## TASK BRIEF
Wherever "tree" occurs in the entries, copy the line that holds it.

Stored data entries
################
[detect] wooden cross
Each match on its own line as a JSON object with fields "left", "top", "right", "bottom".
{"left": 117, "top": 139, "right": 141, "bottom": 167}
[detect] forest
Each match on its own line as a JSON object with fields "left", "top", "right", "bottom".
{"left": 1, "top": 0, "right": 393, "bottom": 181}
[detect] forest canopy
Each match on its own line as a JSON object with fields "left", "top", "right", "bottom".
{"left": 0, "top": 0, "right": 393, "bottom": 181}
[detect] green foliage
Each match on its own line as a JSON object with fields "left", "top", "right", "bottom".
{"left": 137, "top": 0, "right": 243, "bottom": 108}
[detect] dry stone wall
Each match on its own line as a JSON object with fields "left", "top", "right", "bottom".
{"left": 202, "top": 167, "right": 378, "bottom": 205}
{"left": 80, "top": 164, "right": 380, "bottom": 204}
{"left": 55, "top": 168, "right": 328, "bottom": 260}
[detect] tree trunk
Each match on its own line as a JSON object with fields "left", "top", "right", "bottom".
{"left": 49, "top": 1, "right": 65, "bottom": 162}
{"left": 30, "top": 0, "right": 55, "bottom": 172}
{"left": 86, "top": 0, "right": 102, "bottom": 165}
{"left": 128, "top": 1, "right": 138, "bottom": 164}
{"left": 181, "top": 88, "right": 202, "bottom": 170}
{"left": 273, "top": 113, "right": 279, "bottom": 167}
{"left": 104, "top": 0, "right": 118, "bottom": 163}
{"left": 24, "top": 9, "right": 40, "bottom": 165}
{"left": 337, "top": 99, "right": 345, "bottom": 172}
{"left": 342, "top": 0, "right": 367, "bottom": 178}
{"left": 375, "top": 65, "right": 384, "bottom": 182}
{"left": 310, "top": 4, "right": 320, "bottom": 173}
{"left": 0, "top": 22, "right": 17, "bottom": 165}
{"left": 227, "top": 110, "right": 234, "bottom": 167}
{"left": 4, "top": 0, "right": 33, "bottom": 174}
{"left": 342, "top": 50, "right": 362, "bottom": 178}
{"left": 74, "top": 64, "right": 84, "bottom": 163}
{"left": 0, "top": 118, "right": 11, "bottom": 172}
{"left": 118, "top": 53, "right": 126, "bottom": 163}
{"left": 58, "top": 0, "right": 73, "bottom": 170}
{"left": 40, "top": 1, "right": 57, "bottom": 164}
################
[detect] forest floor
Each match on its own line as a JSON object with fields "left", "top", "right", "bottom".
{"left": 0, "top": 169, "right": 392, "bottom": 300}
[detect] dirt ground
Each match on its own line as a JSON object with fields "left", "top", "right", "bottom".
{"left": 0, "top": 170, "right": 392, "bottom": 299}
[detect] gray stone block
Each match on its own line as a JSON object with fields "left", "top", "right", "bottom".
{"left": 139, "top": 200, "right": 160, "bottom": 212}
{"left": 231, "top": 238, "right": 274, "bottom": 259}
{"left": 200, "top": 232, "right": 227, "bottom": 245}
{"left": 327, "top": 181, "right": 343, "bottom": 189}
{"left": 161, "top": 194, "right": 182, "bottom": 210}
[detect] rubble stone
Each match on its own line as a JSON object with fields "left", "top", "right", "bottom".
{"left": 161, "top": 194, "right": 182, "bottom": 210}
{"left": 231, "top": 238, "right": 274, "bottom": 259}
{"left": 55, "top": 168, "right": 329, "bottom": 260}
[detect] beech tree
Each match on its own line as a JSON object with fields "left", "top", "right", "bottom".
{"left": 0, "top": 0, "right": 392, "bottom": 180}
################
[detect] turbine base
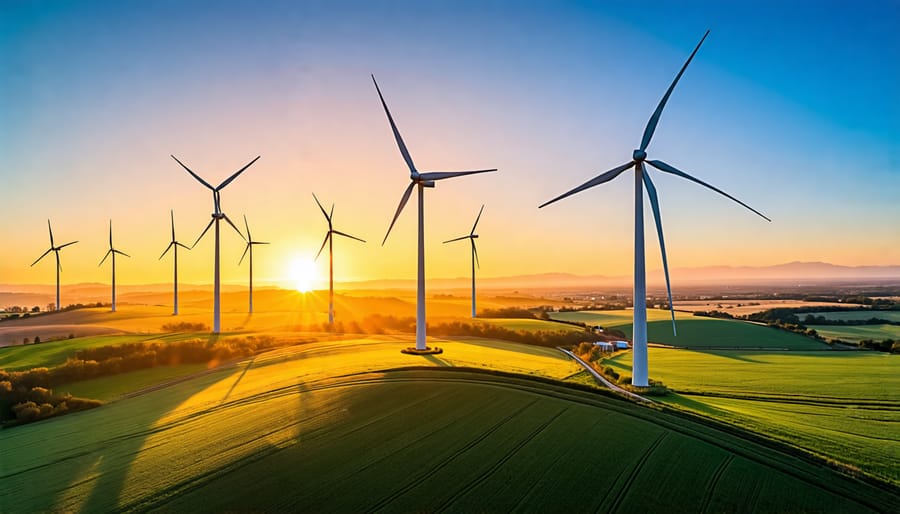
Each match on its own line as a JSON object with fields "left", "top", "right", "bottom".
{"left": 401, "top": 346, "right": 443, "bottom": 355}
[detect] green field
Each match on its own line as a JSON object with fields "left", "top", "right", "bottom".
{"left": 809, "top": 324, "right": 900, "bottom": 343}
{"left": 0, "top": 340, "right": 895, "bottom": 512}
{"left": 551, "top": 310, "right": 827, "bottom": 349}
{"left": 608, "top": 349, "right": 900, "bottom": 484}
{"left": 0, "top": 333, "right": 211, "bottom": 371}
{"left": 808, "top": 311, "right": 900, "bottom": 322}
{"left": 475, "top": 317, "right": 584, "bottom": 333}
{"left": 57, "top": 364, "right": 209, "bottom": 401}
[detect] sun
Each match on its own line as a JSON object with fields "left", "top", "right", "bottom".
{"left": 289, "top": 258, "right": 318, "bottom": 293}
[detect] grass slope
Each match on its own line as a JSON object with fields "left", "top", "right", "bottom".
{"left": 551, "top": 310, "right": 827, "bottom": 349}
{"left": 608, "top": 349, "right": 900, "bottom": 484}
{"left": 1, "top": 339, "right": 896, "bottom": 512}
################
## TASK RESULT
[detect] tree trunk
[detect] beech tree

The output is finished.